--- Records supplied ---

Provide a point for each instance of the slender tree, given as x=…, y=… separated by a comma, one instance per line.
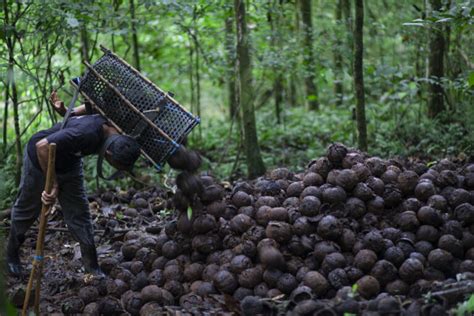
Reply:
x=359, y=74
x=230, y=50
x=136, y=55
x=436, y=66
x=308, y=59
x=245, y=91
x=275, y=42
x=338, y=73
x=11, y=18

---

To do: Every line of the records must come back unchanged, except that pictures are dropped.

Response to the exercise:
Provide a point for each instance of the slender tree, given as x=…, y=… separated by a comma, one instance per line.
Reply:
x=359, y=74
x=230, y=50
x=136, y=55
x=436, y=66
x=308, y=59
x=245, y=91
x=275, y=42
x=338, y=73
x=11, y=18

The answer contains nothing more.